::: STORED ROWS

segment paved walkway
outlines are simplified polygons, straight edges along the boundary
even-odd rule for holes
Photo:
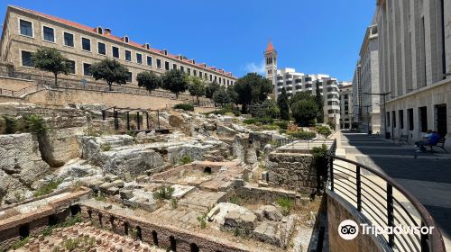
[[[336,137],[337,155],[382,171],[415,195],[432,214],[451,251],[451,154],[437,149],[414,158],[413,145],[366,134],[344,132]]]

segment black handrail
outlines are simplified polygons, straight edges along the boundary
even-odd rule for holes
[[[405,236],[408,236],[409,239],[410,240],[410,243],[408,242],[408,240],[405,238],[403,236],[399,236],[394,233],[388,235],[388,240],[387,244],[390,248],[398,248],[400,251],[410,251],[410,250],[406,250],[406,248],[404,244],[401,242],[402,241],[407,245],[408,248],[410,248],[410,245],[413,246],[417,250],[419,251],[437,251],[437,252],[445,252],[445,245],[443,242],[443,237],[438,230],[436,222],[434,221],[432,216],[430,213],[428,212],[428,210],[419,202],[419,201],[413,196],[409,191],[407,191],[404,187],[402,187],[400,184],[398,184],[393,178],[388,176],[387,175],[375,170],[372,167],[369,167],[367,166],[364,166],[363,164],[357,163],[353,160],[346,159],[345,158],[337,157],[332,154],[334,152],[329,152],[327,154],[327,158],[329,158],[328,162],[328,171],[329,171],[329,176],[328,176],[328,188],[332,192],[336,193],[341,193],[346,195],[345,193],[344,193],[343,190],[345,190],[346,192],[350,193],[352,195],[355,195],[356,202],[354,201],[354,199],[351,199],[351,202],[343,198],[343,200],[348,202],[350,204],[355,207],[355,209],[361,212],[364,216],[365,216],[368,220],[373,217],[373,214],[370,212],[365,212],[365,209],[367,211],[373,212],[374,215],[376,215],[379,219],[384,220],[385,219],[385,224],[387,227],[394,227],[395,226],[395,221],[397,220],[397,218],[395,215],[400,216],[403,220],[405,224],[409,225],[411,224],[410,226],[416,226],[419,227],[419,224],[414,220],[415,216],[412,216],[410,212],[408,212],[408,210],[400,204],[401,200],[398,200],[396,197],[396,194],[393,194],[393,191],[396,190],[398,191],[403,198],[405,198],[407,201],[409,201],[409,203],[410,203],[415,211],[418,212],[419,215],[420,219],[420,224],[419,228],[421,227],[434,227],[432,229],[432,233],[431,234],[419,234],[419,239],[416,237],[415,233],[412,234],[406,234]],[[352,178],[355,178],[354,181],[352,181],[350,179],[347,179],[347,182],[354,182],[355,183],[354,186],[349,186],[347,183],[344,183],[344,181],[340,181],[340,179],[343,179],[343,176],[339,176],[339,172],[342,171],[342,166],[336,166],[336,168],[334,168],[334,160],[341,160],[343,162],[345,162],[350,165],[354,165],[355,166],[355,171],[353,171],[350,168],[345,168],[346,171],[351,171],[355,173],[355,176],[352,176]],[[338,168],[340,167],[340,168]],[[386,183],[386,188],[383,189],[382,187],[379,186],[376,190],[382,190],[384,191],[386,195],[384,196],[385,199],[382,199],[386,202],[385,209],[383,212],[380,212],[382,214],[377,213],[377,210],[380,210],[380,207],[376,207],[373,205],[373,202],[368,200],[366,202],[363,202],[364,199],[368,199],[367,197],[373,197],[373,199],[376,199],[373,194],[368,194],[367,196],[364,196],[364,199],[362,197],[363,196],[363,192],[365,192],[366,190],[363,190],[362,185],[367,185],[365,183],[362,182],[361,177],[364,177],[362,176],[362,172],[369,172],[372,175],[377,176],[378,178],[382,179],[383,182]],[[336,179],[334,179],[335,176],[337,176]],[[369,178],[365,175],[365,179],[369,180]],[[371,181],[371,180],[370,180]],[[373,181],[371,181],[373,182]],[[336,185],[339,185],[339,188],[336,188]],[[368,185],[367,185],[368,186]],[[369,188],[372,188],[369,186]],[[373,189],[373,188],[372,188]],[[354,191],[354,192],[353,192]],[[380,194],[377,194],[381,196]],[[349,197],[349,196],[346,196]],[[355,204],[354,204],[355,202]],[[364,204],[362,204],[364,202]],[[395,204],[395,202],[397,204]],[[399,207],[397,206],[399,205]],[[366,208],[366,207],[368,208]],[[395,212],[396,211],[396,212]],[[409,219],[405,219],[401,212]],[[368,215],[367,215],[368,214]],[[382,215],[382,216],[381,216]],[[408,220],[410,220],[411,221],[408,221]],[[376,220],[374,220],[376,221]],[[379,221],[376,221],[379,222]],[[400,224],[400,221],[398,221]],[[407,223],[407,222],[411,222],[411,223]],[[382,227],[383,228],[383,227]],[[413,236],[413,238],[412,238]],[[396,240],[399,242],[399,244],[396,242]],[[415,242],[415,240],[419,242]],[[402,250],[403,248],[404,250]]]

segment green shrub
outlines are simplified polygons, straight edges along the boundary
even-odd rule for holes
[[[327,122],[327,125],[329,125],[330,129],[332,129],[334,130],[336,130],[336,124],[334,122],[329,121],[329,122]]]
[[[191,104],[179,104],[174,105],[174,109],[181,109],[184,111],[194,111],[194,105]]]
[[[208,115],[210,113],[220,114],[220,115],[235,115],[235,116],[241,115],[241,112],[239,110],[234,110],[226,107],[219,110],[214,110],[212,112],[206,112],[205,114]]]
[[[174,187],[170,185],[161,185],[157,191],[153,192],[153,198],[157,200],[170,200],[174,193]]]
[[[317,137],[314,131],[288,131],[287,134],[294,139],[312,140]]]
[[[179,200],[174,198],[172,200],[170,200],[170,207],[172,207],[172,209],[176,209],[177,207],[179,206]]]
[[[189,164],[192,161],[193,161],[193,158],[191,158],[191,157],[189,157],[188,155],[183,155],[183,157],[181,157],[181,158],[180,158],[180,163],[183,165]]]
[[[262,124],[272,124],[274,119],[271,117],[253,117],[243,121],[244,124],[257,124],[258,122]]]
[[[110,151],[111,150],[111,144],[103,143],[100,145],[100,149],[102,149],[102,151]]]
[[[330,134],[332,134],[332,130],[327,126],[317,126],[317,131],[326,137],[328,137]]]
[[[324,188],[326,179],[327,178],[327,147],[323,144],[321,147],[314,147],[310,150],[317,168],[317,191]]]
[[[4,134],[14,134],[15,132],[15,126],[17,126],[17,120],[11,116],[4,115],[5,130]]]
[[[290,212],[294,207],[294,202],[288,197],[281,197],[276,199],[276,202],[281,206],[281,212],[283,215],[287,216],[290,214]]]
[[[36,192],[33,193],[34,197],[39,197],[42,195],[47,195],[55,191],[60,184],[61,184],[62,179],[52,180],[47,184],[41,186]]]
[[[47,126],[45,121],[41,115],[31,114],[25,117],[26,129],[37,135],[45,133]]]
[[[287,121],[281,121],[281,122],[274,122],[272,124],[279,126],[279,128],[287,130],[288,129],[288,122]]]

::::::

◆ GIVEN EXERCISE: Extract every line of the data exactly; pictures stay out.

◆ CORRECT RESULT:
segment paved walkway
outlines are simplified polygons, straight edges along the boundary
even-odd rule for holes
Photo:
[[[336,137],[337,155],[382,171],[415,195],[432,214],[451,251],[451,154],[437,149],[414,158],[413,145],[366,134],[344,132]]]

segment black handrail
outlines are simplified polygons, straight edges along the boundary
even-odd rule for holes
[[[405,236],[408,236],[409,239],[410,240],[410,243],[408,242],[408,240],[405,238],[403,236],[399,236],[394,233],[388,235],[388,240],[387,244],[390,248],[398,248],[400,251],[410,251],[410,250],[406,250],[406,248],[404,244],[401,242],[402,241],[407,245],[408,248],[410,248],[410,245],[413,246],[417,250],[419,251],[437,251],[437,252],[445,252],[445,245],[443,242],[443,237],[438,230],[436,222],[434,221],[432,216],[430,213],[428,212],[428,210],[419,202],[419,201],[413,196],[409,191],[407,191],[404,187],[402,187],[400,184],[398,184],[393,178],[388,176],[387,175],[375,170],[372,167],[369,167],[367,166],[364,166],[363,164],[357,163],[353,160],[346,159],[345,158],[337,157],[332,154],[334,152],[329,152],[327,154],[327,158],[329,158],[328,162],[328,171],[329,171],[329,176],[328,176],[328,188],[332,192],[336,193],[341,193],[346,195],[345,193],[344,193],[343,190],[345,190],[346,192],[350,193],[352,195],[355,195],[356,202],[354,201],[354,199],[351,199],[351,202],[343,198],[343,200],[348,202],[350,204],[355,207],[355,209],[361,212],[364,216],[365,216],[368,220],[373,217],[373,214],[370,212],[365,212],[365,209],[367,211],[373,212],[374,215],[376,215],[379,219],[384,220],[385,219],[385,224],[387,227],[394,227],[395,226],[395,221],[397,220],[397,218],[395,215],[400,216],[403,220],[405,224],[409,225],[411,224],[410,226],[416,226],[419,227],[419,224],[414,220],[415,216],[412,216],[410,212],[408,212],[408,210],[400,204],[401,200],[398,200],[396,197],[396,194],[393,194],[393,191],[396,190],[398,191],[403,198],[405,198],[407,201],[409,201],[409,203],[410,203],[415,211],[418,212],[419,215],[420,219],[420,224],[419,228],[421,227],[434,227],[432,229],[432,233],[431,234],[419,234],[419,239],[416,237],[415,233],[412,234],[406,234]],[[352,178],[355,178],[354,181],[352,181],[350,179],[347,179],[347,182],[354,182],[355,183],[354,186],[349,186],[347,183],[344,183],[344,181],[340,181],[340,179],[343,179],[343,176],[339,176],[339,172],[342,171],[342,166],[336,166],[336,168],[334,168],[334,160],[341,160],[343,162],[345,162],[350,165],[354,165],[355,166],[355,171],[353,171],[350,168],[345,168],[346,171],[351,171],[355,173],[355,176],[352,176]],[[338,168],[340,167],[340,168]],[[386,183],[386,188],[383,189],[382,187],[379,186],[376,190],[382,190],[384,191],[386,195],[384,196],[385,199],[382,199],[386,202],[385,209],[383,212],[380,212],[382,214],[377,213],[377,210],[380,210],[380,207],[376,207],[373,205],[373,202],[368,200],[366,202],[363,202],[364,199],[368,199],[367,197],[373,197],[373,199],[376,199],[373,194],[368,194],[367,196],[364,196],[364,199],[362,197],[363,196],[363,192],[365,192],[366,190],[363,190],[362,185],[367,185],[365,183],[362,182],[361,177],[364,177],[362,176],[362,172],[369,172],[372,175],[377,176],[378,178],[382,179],[383,182]],[[336,179],[334,179],[335,176],[337,176]],[[369,178],[365,175],[365,179],[369,180]],[[371,181],[371,180],[370,180]],[[373,181],[371,181],[373,182]],[[336,185],[339,185],[339,188],[336,188]],[[368,185],[367,185],[368,186]],[[369,188],[372,188],[369,186]],[[373,189],[373,188],[372,188]],[[354,191],[354,192],[353,192]],[[380,194],[377,194],[381,196]],[[349,197],[349,196],[346,196]],[[355,204],[354,204],[355,202]],[[364,204],[362,204],[364,202]],[[395,204],[395,202],[397,204]],[[399,207],[397,206],[399,205]],[[366,208],[366,207],[368,208]],[[395,212],[396,211],[396,212]],[[409,219],[405,219],[401,212]],[[368,215],[367,215],[368,214]],[[382,215],[382,216],[381,216]],[[408,220],[410,220],[411,221],[408,221]],[[376,220],[374,220],[376,221]],[[379,221],[376,221],[379,222]],[[400,224],[400,221],[398,221]],[[407,223],[407,222],[411,222],[411,223]],[[382,227],[383,228],[383,227]],[[413,236],[413,238],[412,238]],[[396,240],[399,242],[399,244],[396,242]],[[415,242],[415,240],[419,242]],[[402,250],[403,248],[404,250]]]

segment green shrub
outlines are simplified polygons, straight edges along the boundary
even-odd rule for holes
[[[327,122],[327,125],[329,125],[330,129],[332,129],[334,130],[336,130],[336,124],[334,122],[329,121],[329,122]]]
[[[191,104],[179,104],[174,105],[174,109],[181,109],[184,111],[194,111],[194,105]]]
[[[208,115],[210,113],[220,114],[220,115],[235,115],[235,116],[241,115],[241,112],[239,110],[234,110],[226,107],[219,110],[214,110],[212,112],[206,112],[205,114]]]
[[[174,187],[170,185],[161,185],[157,191],[153,192],[153,198],[157,200],[170,200],[174,193]]]
[[[317,137],[314,131],[288,131],[287,134],[294,139],[312,140]]]
[[[179,200],[174,198],[172,200],[170,200],[170,207],[172,207],[172,209],[176,209],[177,207],[179,206]]]
[[[189,164],[192,161],[193,161],[193,158],[191,158],[191,157],[189,157],[188,155],[183,155],[183,157],[181,157],[181,158],[180,158],[180,163],[183,165]]]
[[[262,124],[272,124],[274,119],[271,117],[253,117],[243,121],[244,124],[257,124],[258,122]]]
[[[110,151],[111,150],[111,144],[103,143],[100,145],[100,149],[102,149],[102,151]]]
[[[330,134],[332,134],[332,130],[327,126],[317,126],[317,131],[326,137],[328,137]]]
[[[324,188],[326,179],[327,178],[327,147],[323,144],[321,147],[314,147],[310,150],[317,168],[317,191]]]
[[[4,134],[14,134],[15,132],[15,126],[17,126],[17,120],[11,116],[4,115],[5,130]]]
[[[290,212],[294,207],[294,202],[288,197],[281,197],[276,199],[276,202],[281,206],[281,212],[283,215],[287,216],[290,214]]]
[[[36,192],[33,193],[34,197],[39,197],[42,195],[47,195],[55,191],[60,184],[61,184],[62,179],[52,180],[47,184],[41,186]]]
[[[47,126],[45,121],[41,115],[31,114],[25,117],[26,129],[37,135],[45,133]]]
[[[287,121],[281,121],[281,122],[274,122],[272,124],[279,126],[279,128],[287,130],[288,129],[288,122]]]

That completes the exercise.